◆ **Directive 1**
In the forum post about pandas aggregation, what dtype do all the GeoDataFrame's attributes end up with after the dissolve operation?
◆ **Directive 2**
From the pandas forum post, write out the passage from "I (think I)" to "regular pandas groupy()", swapping "attributes" for "columns".

◆ **Document**

I (think I) need to write a custom aggregation function for the geopandas.GeoDataFrame.dissolve() operation. When merging multiple polygons, I want to keep the information of the polygon with the largest area, that also fulfils other criteria. The operation works fine, but afterwards all attributes of my GeoDataFrame are of dtype object
.
The same issue happens with regular pandas groupy()
, so I have simplified the example below. Can someone tell me if I should write my custom_sort()
differently, to keep the dtypes intact?
import pandas as pd
df = pd.DataFrame({
'group': ['A', 'A', 'B', 'B'],
'ints': [1, 2, 3, 4],
'floats': [1.0, 2.0, 2.2, 3.2],
'strings': ['foo', 'bar', 'baz', 'qux'],
'bools': [True, True, True, False],
'test': ['drop this', 'keep this', 'keep this', 'drop this'],
})

◆ **Records provided**
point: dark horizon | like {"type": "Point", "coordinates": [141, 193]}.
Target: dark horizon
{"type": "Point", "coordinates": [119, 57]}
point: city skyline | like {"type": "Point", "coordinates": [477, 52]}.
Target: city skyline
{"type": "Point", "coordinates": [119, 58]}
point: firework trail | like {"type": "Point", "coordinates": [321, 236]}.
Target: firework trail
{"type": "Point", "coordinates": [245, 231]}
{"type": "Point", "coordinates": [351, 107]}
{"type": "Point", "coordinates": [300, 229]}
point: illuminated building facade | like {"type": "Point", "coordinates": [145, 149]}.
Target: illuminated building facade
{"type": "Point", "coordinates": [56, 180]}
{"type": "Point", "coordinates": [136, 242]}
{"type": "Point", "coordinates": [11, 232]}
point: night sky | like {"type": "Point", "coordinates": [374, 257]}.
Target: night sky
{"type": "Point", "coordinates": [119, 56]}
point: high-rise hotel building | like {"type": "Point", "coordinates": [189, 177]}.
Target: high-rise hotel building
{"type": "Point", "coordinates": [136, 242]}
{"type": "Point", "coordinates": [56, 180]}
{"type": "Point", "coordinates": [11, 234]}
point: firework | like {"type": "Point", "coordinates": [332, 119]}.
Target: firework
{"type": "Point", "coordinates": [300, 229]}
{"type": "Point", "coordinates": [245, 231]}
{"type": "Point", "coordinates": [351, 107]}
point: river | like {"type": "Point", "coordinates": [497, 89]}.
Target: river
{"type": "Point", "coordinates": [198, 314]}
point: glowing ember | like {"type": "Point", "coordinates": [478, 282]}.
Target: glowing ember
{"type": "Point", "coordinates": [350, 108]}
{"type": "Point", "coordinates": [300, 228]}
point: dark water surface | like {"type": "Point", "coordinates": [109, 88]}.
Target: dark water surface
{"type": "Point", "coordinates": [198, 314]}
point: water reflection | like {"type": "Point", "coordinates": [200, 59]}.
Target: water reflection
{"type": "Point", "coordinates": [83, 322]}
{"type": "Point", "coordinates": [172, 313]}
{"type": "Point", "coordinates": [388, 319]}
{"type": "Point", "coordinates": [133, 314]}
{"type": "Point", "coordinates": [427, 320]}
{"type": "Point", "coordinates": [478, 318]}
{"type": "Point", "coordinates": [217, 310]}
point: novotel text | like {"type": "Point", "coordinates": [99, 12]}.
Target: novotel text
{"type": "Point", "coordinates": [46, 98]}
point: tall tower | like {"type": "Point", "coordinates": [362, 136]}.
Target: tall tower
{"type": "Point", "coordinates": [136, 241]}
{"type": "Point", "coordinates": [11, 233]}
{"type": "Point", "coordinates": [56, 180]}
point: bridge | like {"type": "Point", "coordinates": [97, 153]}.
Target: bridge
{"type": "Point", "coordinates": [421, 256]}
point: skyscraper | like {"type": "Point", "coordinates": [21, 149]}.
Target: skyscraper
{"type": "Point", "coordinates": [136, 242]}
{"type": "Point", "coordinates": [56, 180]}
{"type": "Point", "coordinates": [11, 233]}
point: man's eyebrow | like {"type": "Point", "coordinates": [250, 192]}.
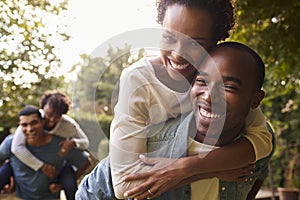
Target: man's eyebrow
{"type": "Point", "coordinates": [233, 79]}
{"type": "Point", "coordinates": [169, 32]}
{"type": "Point", "coordinates": [202, 73]}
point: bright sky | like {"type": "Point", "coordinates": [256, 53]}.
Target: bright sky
{"type": "Point", "coordinates": [95, 21]}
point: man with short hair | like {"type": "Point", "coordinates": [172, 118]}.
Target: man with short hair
{"type": "Point", "coordinates": [31, 184]}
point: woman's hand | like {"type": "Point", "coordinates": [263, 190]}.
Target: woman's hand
{"type": "Point", "coordinates": [172, 173]}
{"type": "Point", "coordinates": [168, 173]}
{"type": "Point", "coordinates": [65, 147]}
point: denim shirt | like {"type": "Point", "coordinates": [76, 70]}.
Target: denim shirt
{"type": "Point", "coordinates": [168, 139]}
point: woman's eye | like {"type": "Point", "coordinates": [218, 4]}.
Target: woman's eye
{"type": "Point", "coordinates": [168, 38]}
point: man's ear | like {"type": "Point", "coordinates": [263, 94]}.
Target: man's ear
{"type": "Point", "coordinates": [257, 99]}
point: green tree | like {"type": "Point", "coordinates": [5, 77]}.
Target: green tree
{"type": "Point", "coordinates": [97, 80]}
{"type": "Point", "coordinates": [272, 28]}
{"type": "Point", "coordinates": [28, 54]}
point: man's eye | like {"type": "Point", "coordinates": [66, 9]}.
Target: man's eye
{"type": "Point", "coordinates": [201, 81]}
{"type": "Point", "coordinates": [230, 87]}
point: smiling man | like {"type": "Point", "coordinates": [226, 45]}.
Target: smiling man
{"type": "Point", "coordinates": [227, 86]}
{"type": "Point", "coordinates": [31, 184]}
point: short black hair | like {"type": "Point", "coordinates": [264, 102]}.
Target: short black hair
{"type": "Point", "coordinates": [29, 110]}
{"type": "Point", "coordinates": [260, 66]}
{"type": "Point", "coordinates": [57, 100]}
{"type": "Point", "coordinates": [222, 11]}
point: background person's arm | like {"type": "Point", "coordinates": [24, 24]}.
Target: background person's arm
{"type": "Point", "coordinates": [18, 147]}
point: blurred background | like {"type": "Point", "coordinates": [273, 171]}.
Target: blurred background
{"type": "Point", "coordinates": [46, 45]}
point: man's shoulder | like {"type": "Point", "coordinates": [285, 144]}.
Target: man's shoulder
{"type": "Point", "coordinates": [8, 140]}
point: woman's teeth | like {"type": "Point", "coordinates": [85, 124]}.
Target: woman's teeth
{"type": "Point", "coordinates": [179, 66]}
{"type": "Point", "coordinates": [208, 114]}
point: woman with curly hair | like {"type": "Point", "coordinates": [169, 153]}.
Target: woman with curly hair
{"type": "Point", "coordinates": [156, 89]}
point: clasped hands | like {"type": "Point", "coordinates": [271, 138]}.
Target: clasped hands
{"type": "Point", "coordinates": [172, 173]}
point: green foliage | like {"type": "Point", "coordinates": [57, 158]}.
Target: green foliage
{"type": "Point", "coordinates": [28, 60]}
{"type": "Point", "coordinates": [95, 127]}
{"type": "Point", "coordinates": [98, 79]}
{"type": "Point", "coordinates": [272, 28]}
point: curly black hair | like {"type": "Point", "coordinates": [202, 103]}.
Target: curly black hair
{"type": "Point", "coordinates": [57, 100]}
{"type": "Point", "coordinates": [223, 12]}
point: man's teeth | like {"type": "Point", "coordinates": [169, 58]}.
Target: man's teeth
{"type": "Point", "coordinates": [177, 66]}
{"type": "Point", "coordinates": [208, 114]}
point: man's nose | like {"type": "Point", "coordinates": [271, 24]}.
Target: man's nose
{"type": "Point", "coordinates": [178, 52]}
{"type": "Point", "coordinates": [212, 95]}
{"type": "Point", "coordinates": [29, 128]}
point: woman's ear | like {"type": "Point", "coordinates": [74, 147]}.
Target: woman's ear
{"type": "Point", "coordinates": [257, 99]}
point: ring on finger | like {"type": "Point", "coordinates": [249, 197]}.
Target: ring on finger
{"type": "Point", "coordinates": [149, 191]}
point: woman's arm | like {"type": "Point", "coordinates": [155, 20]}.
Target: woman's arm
{"type": "Point", "coordinates": [186, 170]}
{"type": "Point", "coordinates": [258, 134]}
{"type": "Point", "coordinates": [18, 147]}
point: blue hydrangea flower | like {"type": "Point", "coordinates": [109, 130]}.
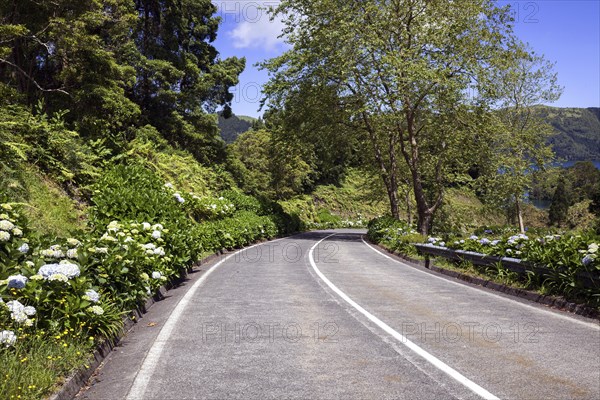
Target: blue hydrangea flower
{"type": "Point", "coordinates": [67, 269]}
{"type": "Point", "coordinates": [17, 281]}
{"type": "Point", "coordinates": [24, 248]}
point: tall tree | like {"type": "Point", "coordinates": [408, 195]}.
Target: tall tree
{"type": "Point", "coordinates": [561, 201]}
{"type": "Point", "coordinates": [70, 55]}
{"type": "Point", "coordinates": [520, 141]}
{"type": "Point", "coordinates": [181, 80]}
{"type": "Point", "coordinates": [402, 70]}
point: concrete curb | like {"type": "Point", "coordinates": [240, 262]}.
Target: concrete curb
{"type": "Point", "coordinates": [550, 301]}
{"type": "Point", "coordinates": [79, 378]}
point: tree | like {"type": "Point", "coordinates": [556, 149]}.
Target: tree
{"type": "Point", "coordinates": [584, 178]}
{"type": "Point", "coordinates": [181, 80]}
{"type": "Point", "coordinates": [401, 71]}
{"type": "Point", "coordinates": [561, 201]}
{"type": "Point", "coordinates": [268, 166]}
{"type": "Point", "coordinates": [72, 55]}
{"type": "Point", "coordinates": [519, 145]}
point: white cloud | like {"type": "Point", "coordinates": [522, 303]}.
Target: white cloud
{"type": "Point", "coordinates": [257, 31]}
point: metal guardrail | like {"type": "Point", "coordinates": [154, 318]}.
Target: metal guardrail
{"type": "Point", "coordinates": [587, 279]}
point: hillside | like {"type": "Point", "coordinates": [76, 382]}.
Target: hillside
{"type": "Point", "coordinates": [234, 126]}
{"type": "Point", "coordinates": [578, 132]}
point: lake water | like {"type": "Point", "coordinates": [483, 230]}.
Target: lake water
{"type": "Point", "coordinates": [545, 204]}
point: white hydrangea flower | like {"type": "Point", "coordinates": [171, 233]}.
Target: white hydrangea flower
{"type": "Point", "coordinates": [6, 225]}
{"type": "Point", "coordinates": [106, 237]}
{"type": "Point", "coordinates": [96, 310]}
{"type": "Point", "coordinates": [17, 311]}
{"type": "Point", "coordinates": [73, 242]}
{"type": "Point", "coordinates": [29, 310]}
{"type": "Point", "coordinates": [113, 225]}
{"type": "Point", "coordinates": [17, 281]}
{"type": "Point", "coordinates": [58, 271]}
{"type": "Point", "coordinates": [8, 338]}
{"type": "Point", "coordinates": [58, 277]}
{"type": "Point", "coordinates": [92, 295]}
{"type": "Point", "coordinates": [179, 198]}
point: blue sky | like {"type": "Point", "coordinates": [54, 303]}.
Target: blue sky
{"type": "Point", "coordinates": [565, 31]}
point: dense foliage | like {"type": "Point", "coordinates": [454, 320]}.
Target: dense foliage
{"type": "Point", "coordinates": [566, 256]}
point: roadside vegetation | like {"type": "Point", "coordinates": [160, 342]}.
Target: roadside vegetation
{"type": "Point", "coordinates": [114, 178]}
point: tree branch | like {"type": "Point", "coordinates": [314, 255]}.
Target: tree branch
{"type": "Point", "coordinates": [33, 80]}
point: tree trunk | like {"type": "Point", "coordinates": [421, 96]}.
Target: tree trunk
{"type": "Point", "coordinates": [394, 208]}
{"type": "Point", "coordinates": [424, 223]}
{"type": "Point", "coordinates": [424, 214]}
{"type": "Point", "coordinates": [408, 207]}
{"type": "Point", "coordinates": [519, 214]}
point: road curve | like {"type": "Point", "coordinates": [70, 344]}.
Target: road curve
{"type": "Point", "coordinates": [324, 315]}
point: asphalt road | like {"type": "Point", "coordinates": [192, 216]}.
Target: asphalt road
{"type": "Point", "coordinates": [323, 315]}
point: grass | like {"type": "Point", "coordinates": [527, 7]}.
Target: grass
{"type": "Point", "coordinates": [34, 367]}
{"type": "Point", "coordinates": [50, 210]}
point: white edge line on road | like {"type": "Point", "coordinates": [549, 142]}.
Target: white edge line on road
{"type": "Point", "coordinates": [457, 376]}
{"type": "Point", "coordinates": [138, 388]}
{"type": "Point", "coordinates": [449, 280]}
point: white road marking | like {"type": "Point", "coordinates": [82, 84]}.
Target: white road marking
{"type": "Point", "coordinates": [138, 388]}
{"type": "Point", "coordinates": [541, 310]}
{"type": "Point", "coordinates": [475, 388]}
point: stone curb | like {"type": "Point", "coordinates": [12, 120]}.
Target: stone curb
{"type": "Point", "coordinates": [79, 378]}
{"type": "Point", "coordinates": [550, 301]}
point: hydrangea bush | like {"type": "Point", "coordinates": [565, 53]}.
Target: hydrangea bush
{"type": "Point", "coordinates": [566, 256]}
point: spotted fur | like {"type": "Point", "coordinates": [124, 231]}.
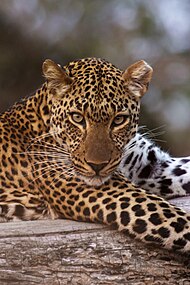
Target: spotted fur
{"type": "Point", "coordinates": [61, 151]}
{"type": "Point", "coordinates": [155, 170]}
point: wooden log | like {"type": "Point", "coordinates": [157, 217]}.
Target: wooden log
{"type": "Point", "coordinates": [67, 252]}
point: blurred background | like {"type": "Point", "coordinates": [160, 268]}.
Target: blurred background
{"type": "Point", "coordinates": [121, 32]}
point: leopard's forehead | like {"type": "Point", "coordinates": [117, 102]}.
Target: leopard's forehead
{"type": "Point", "coordinates": [97, 86]}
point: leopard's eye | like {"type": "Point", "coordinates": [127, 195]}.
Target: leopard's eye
{"type": "Point", "coordinates": [120, 120]}
{"type": "Point", "coordinates": [77, 118]}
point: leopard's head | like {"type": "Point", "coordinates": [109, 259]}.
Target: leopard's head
{"type": "Point", "coordinates": [95, 112]}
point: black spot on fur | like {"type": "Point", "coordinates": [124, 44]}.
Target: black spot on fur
{"type": "Point", "coordinates": [164, 232]}
{"type": "Point", "coordinates": [155, 219]}
{"type": "Point", "coordinates": [111, 217]}
{"type": "Point", "coordinates": [178, 171]}
{"type": "Point", "coordinates": [125, 219]}
{"type": "Point", "coordinates": [186, 187]}
{"type": "Point", "coordinates": [140, 226]}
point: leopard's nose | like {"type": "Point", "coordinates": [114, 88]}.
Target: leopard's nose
{"type": "Point", "coordinates": [97, 167]}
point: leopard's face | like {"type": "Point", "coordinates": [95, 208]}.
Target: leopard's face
{"type": "Point", "coordinates": [95, 113]}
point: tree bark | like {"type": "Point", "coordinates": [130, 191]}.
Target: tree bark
{"type": "Point", "coordinates": [67, 252]}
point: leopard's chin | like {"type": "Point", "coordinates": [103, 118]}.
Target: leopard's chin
{"type": "Point", "coordinates": [94, 180]}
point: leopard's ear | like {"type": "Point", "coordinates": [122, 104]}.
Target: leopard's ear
{"type": "Point", "coordinates": [57, 78]}
{"type": "Point", "coordinates": [137, 77]}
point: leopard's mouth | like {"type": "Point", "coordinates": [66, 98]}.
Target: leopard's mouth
{"type": "Point", "coordinates": [95, 180]}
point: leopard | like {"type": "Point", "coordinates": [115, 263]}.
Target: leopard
{"type": "Point", "coordinates": [71, 151]}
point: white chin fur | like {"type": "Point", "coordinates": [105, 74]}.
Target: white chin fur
{"type": "Point", "coordinates": [95, 180]}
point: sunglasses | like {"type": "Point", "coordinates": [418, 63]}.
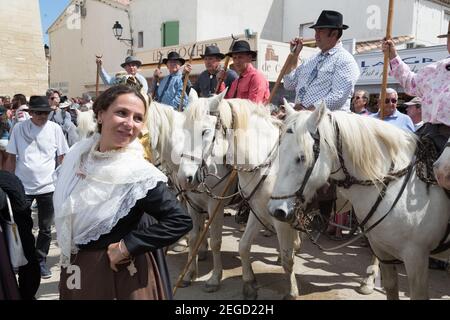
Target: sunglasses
{"type": "Point", "coordinates": [387, 100]}
{"type": "Point", "coordinates": [40, 113]}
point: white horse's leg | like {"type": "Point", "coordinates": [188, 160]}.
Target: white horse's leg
{"type": "Point", "coordinates": [213, 283]}
{"type": "Point", "coordinates": [194, 234]}
{"type": "Point", "coordinates": [251, 230]}
{"type": "Point", "coordinates": [416, 266]}
{"type": "Point", "coordinates": [286, 238]}
{"type": "Point", "coordinates": [368, 284]}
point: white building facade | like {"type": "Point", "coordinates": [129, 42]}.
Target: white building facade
{"type": "Point", "coordinates": [161, 25]}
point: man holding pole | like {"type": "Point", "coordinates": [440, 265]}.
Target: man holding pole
{"type": "Point", "coordinates": [251, 83]}
{"type": "Point", "coordinates": [171, 86]}
{"type": "Point", "coordinates": [432, 85]}
{"type": "Point", "coordinates": [207, 81]}
{"type": "Point", "coordinates": [330, 75]}
{"type": "Point", "coordinates": [131, 66]}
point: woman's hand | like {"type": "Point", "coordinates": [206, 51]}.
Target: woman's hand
{"type": "Point", "coordinates": [116, 255]}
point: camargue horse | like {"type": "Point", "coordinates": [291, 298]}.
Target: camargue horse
{"type": "Point", "coordinates": [409, 221]}
{"type": "Point", "coordinates": [167, 138]}
{"type": "Point", "coordinates": [442, 167]}
{"type": "Point", "coordinates": [250, 136]}
{"type": "Point", "coordinates": [212, 178]}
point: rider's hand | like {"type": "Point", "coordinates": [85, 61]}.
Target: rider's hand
{"type": "Point", "coordinates": [388, 45]}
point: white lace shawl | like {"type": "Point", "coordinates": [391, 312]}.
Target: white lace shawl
{"type": "Point", "coordinates": [94, 190]}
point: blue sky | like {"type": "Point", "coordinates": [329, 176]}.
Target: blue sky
{"type": "Point", "coordinates": [50, 10]}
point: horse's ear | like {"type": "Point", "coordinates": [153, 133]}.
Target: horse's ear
{"type": "Point", "coordinates": [215, 101]}
{"type": "Point", "coordinates": [316, 117]}
{"type": "Point", "coordinates": [193, 96]}
{"type": "Point", "coordinates": [288, 107]}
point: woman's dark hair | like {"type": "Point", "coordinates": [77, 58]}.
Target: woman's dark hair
{"type": "Point", "coordinates": [105, 99]}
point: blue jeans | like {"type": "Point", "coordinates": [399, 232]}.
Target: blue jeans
{"type": "Point", "coordinates": [45, 221]}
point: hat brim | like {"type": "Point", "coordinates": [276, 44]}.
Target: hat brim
{"type": "Point", "coordinates": [253, 53]}
{"type": "Point", "coordinates": [218, 55]}
{"type": "Point", "coordinates": [178, 59]}
{"type": "Point", "coordinates": [139, 63]}
{"type": "Point", "coordinates": [316, 26]}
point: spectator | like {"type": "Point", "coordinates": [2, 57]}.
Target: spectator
{"type": "Point", "coordinates": [207, 81]}
{"type": "Point", "coordinates": [251, 83]}
{"type": "Point", "coordinates": [32, 148]}
{"type": "Point", "coordinates": [361, 102]}
{"type": "Point", "coordinates": [392, 115]}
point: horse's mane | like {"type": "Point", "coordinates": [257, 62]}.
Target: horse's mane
{"type": "Point", "coordinates": [86, 123]}
{"type": "Point", "coordinates": [160, 118]}
{"type": "Point", "coordinates": [371, 144]}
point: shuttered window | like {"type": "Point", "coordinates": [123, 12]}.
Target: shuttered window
{"type": "Point", "coordinates": [170, 33]}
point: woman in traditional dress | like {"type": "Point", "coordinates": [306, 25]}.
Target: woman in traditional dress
{"type": "Point", "coordinates": [104, 188]}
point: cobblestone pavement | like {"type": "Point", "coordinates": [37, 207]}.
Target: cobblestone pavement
{"type": "Point", "coordinates": [320, 275]}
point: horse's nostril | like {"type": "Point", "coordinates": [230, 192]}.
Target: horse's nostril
{"type": "Point", "coordinates": [279, 214]}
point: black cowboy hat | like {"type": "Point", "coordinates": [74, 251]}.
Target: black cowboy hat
{"type": "Point", "coordinates": [39, 103]}
{"type": "Point", "coordinates": [242, 46]}
{"type": "Point", "coordinates": [447, 34]}
{"type": "Point", "coordinates": [213, 51]}
{"type": "Point", "coordinates": [131, 59]}
{"type": "Point", "coordinates": [330, 19]}
{"type": "Point", "coordinates": [173, 56]}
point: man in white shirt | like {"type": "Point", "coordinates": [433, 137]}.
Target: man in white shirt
{"type": "Point", "coordinates": [35, 147]}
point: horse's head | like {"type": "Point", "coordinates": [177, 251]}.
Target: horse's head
{"type": "Point", "coordinates": [305, 161]}
{"type": "Point", "coordinates": [442, 168]}
{"type": "Point", "coordinates": [204, 138]}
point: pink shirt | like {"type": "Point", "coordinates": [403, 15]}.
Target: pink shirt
{"type": "Point", "coordinates": [251, 85]}
{"type": "Point", "coordinates": [432, 84]}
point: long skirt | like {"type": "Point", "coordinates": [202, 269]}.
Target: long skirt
{"type": "Point", "coordinates": [95, 280]}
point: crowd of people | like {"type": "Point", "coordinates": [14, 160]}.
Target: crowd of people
{"type": "Point", "coordinates": [112, 218]}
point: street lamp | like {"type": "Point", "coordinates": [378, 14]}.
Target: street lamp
{"type": "Point", "coordinates": [117, 30]}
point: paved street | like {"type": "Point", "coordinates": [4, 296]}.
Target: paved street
{"type": "Point", "coordinates": [327, 276]}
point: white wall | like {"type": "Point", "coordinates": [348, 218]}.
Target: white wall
{"type": "Point", "coordinates": [427, 25]}
{"type": "Point", "coordinates": [218, 19]}
{"type": "Point", "coordinates": [357, 15]}
{"type": "Point", "coordinates": [148, 16]}
{"type": "Point", "coordinates": [73, 49]}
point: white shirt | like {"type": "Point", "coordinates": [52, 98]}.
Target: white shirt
{"type": "Point", "coordinates": [36, 149]}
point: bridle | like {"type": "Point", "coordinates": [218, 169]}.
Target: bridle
{"type": "Point", "coordinates": [299, 193]}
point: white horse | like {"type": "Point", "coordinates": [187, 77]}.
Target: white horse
{"type": "Point", "coordinates": [167, 139]}
{"type": "Point", "coordinates": [371, 150]}
{"type": "Point", "coordinates": [256, 136]}
{"type": "Point", "coordinates": [190, 178]}
{"type": "Point", "coordinates": [442, 167]}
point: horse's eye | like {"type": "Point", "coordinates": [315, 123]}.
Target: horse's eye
{"type": "Point", "coordinates": [300, 159]}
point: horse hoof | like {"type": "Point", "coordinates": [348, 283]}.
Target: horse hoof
{"type": "Point", "coordinates": [184, 284]}
{"type": "Point", "coordinates": [211, 287]}
{"type": "Point", "coordinates": [279, 260]}
{"type": "Point", "coordinates": [202, 255]}
{"type": "Point", "coordinates": [250, 291]}
{"type": "Point", "coordinates": [364, 289]}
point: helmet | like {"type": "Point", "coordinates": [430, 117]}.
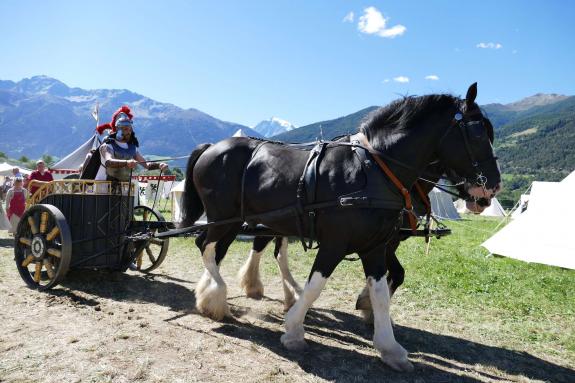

◆ **Full answer 1**
They all become dtype object.

◆ **Full answer 2**
I (think I) need to write a custom aggregation function for the geopandas.GeoDataFrame.dissolve() operation. When merging multiple polygons, I want to keep the information of the polygon with the largest area, that also fulfils other criteria. The operation works fine, but afterwards all columns of my GeoDataFrame are of dtype object
.
The same issue happens with regular pandas groupy()